How to Delete a String from a Trie

To delete a string from a Trie, start at the root and follow this process:

Search for the string, keeping track of the nodes and edges traversed.
If the string is not found, the deletion fails.
Remove the end flag from the final node if the string is found.
Starting from the final node, move back toward the root, deleting nodes and edges that don't have other children or don't belong to other complete words.

Example: Delete "ape" from the Trie containing "apple" and "ape"

Trie after the removal of the word ***"ape"***

By thinking about these operations as traversals through the Trie's branches, we can then more easily account for the memory and time complexity of each one. They are equivalent to tree (or linked list) traversal tasks.

Artboard-1-copy-42@8x — Table of average time and space complexities of Trie operations

As seen in the table, all the operations have the same linear time complexity (being n the length of the word being processed). This means that they only require performing a single traversal across the word's characters to achieve the desired result.

But in terms of space, deletion and search don't need additional memory. This means that they have a constant complexity.

Finally, it is worth pointing out that the worst-case time complexity of the deletion operation could be in the order of O(2n), having to traverse through the branch where the word to be deleted resides once more in order to remove possible unused nodes in the Trie.

How to Implement a Trie

Now we will use Python to implement a Trie specifically designed for a validation problem (but you can tailor it for any given application).

The sample problem our implementation will solve is the following: given a board with NxN squares, we want a user to be able to introduce the coordinates of a specific square using a text message in order to select and operate with it.

For this purpose, the input will consist of a series of alphabetical characters to refer to the board's vertical axis, followed by another set of numerical characters to select the remaining axis.

In this case, we can use regular expressions or similar techniques to validate if the user's input matches the required structure and format. But if we don't mind our program consuming more memory, we have the alternative of using a Trie.

This choice may, at first glance, seem overly inefficient in terms of memory since we must create and use a specific data structure that consumes space during the entire execution of the program.

But using a Trie provides a constant validation time for all possible inputs, and since in this example the coordinates are short length strings, storing them in memory proves to be reasonable.

Note that in this example, the Trie search operation (validation) runs in "constant" time due to the fixed length of all its words. That is, as the board won't scale up during the program execution, the time complexity for searching a string remains constant.

* [AVAILABLE RECORDS]:
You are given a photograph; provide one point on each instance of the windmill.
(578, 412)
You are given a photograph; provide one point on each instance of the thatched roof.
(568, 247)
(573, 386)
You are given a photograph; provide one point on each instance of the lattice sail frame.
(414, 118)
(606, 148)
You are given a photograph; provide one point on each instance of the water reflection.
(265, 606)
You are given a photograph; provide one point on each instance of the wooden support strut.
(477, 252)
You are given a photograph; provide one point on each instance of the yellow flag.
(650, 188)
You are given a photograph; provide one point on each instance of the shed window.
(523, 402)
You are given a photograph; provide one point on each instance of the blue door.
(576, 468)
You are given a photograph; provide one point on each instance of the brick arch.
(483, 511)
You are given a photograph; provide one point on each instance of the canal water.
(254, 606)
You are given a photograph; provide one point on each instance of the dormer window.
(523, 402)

* [GIVEN REQUEST 1]: Rewrite the listing, starting at the line that contains "wooden support strut." and ending at the end of the listing, with "each instance" changed to "every instance" and everything else left as it is.
* [GIVEN REQUEST 2]: Write the next part of the Trie article, picking up after its final sentence.
The Trie article and the listing are unrelated pieces of material.

* [EXPECTED ANSWER 1]:
You are given a photograph; provide one point on every instance of the wooden support strut.
(477, 252)
You are given a photograph; provide one point on every instance of the yellow flag.
(650, 188)
You are given a photograph; provide one point on every instance of the shed window.
(523, 402)
You are given a photograph; provide one point on every instance of the blue door.
(576, 468)
You are given a photograph; provide one point on every instance of the brick arch.
(483, 511)
You are given a photograph; provide one point on every instance of the canal water.
(254, 606)
You are given a photograph; provide one point on every instance of the dormer window.
(523, 402)

* [EXPECTED ANSWER 2]:
import random
import math
import urllib, json
from pyvis.network import Network
import matplotlib.pyplot as plt

class TrieNode:
    def __init__(self, inputChar):
        self.char = inputChar
        self.end = False
        self.children = {}
 
class Trie():
    def __init__(self, startingElements=None):
        self.root = TrieNode("")
        if startingElements!=None:
          for i in startingElements: self.insert(i)
    def insert(self, word):
        node = self.root
        for char in word:
            if char in node.children:
                node = node.children[char]
            else:
                new_node = TrieNode(char)
                node.children[char] = new_node
                node = new_node
        node.end = True      
    def searchAndSplit(self, x):
        node = self.root
        output = ["", ""]
        for char in x:
            if char in node.children:
                node = node.children[char]            
            else:
                return []        
            output[1 if node.end else 0] += node.char
        return output if node.end else []

    def remove(self, root, word, index = 0):
        if not root:
            return None
    
        if index==len(word):
            if root.end:
                root.end = False
            if root.children=={}:
                del root
                root = None
            return root
    
        root.children[word[index]] = self.remove(root.children[word[index]], word, index + 1)
    
        if (root.children=={}) and not root.end:
            del root
            root = None
        return root

Above, you can see the whole implementation. In short, it consists of two classes, TrieNode and Trie, which define the Trie's nodes and Trie structure itself, respectively.

The Trie class provides methods for inserting, searching, splitting (which is a custom feature we will discuss in the visualization section), and removing words from the Trie. The TrieNode class represents individual nodes and their associated attributes. In this case, they are a string containing the corresponding node character and a hash table of characters associated with the pointers to the Trie's subbranches.

How to Visualize a Trie

Finally, after functionally implementing the Trie, we will use the Python library pyvis to define a function inside the Trie class that automatically produces a graph visualization of the data structure. This will result in an HTML file in which we can interact with the elements it contains.

def toGraph(self):      
      g = Network(directed =True)      
      g.show_buttons()

      nodeIndex = 1
      currentNode = 0
      q = [self.root]      
      g.add_node(currentNode, label="", color="red")
      tempLabels = {0:""}
      while q!=[]:
        n = q.pop(0)                     
        for i in n.children.values():
          if i:
            tempLabels[nodeIndex] = tempLabels[currentNode]+i.char
            g.add_node(nodeIndex, label=tempLabels[currentNode]+i.char, color="#48e073" if i.end else "blue")
            g.add_edge(currentNode, nodeIndex)
            nodeIndex+=1
            q.append(i)
        currentNode+=1
      g.show('nx.html')

As you can observe in the toGraph() function, we perform a Breadth-First Search all over the Trie while creating the necessary nodes and edges (connections between them) inside a pyvis.network.Network object.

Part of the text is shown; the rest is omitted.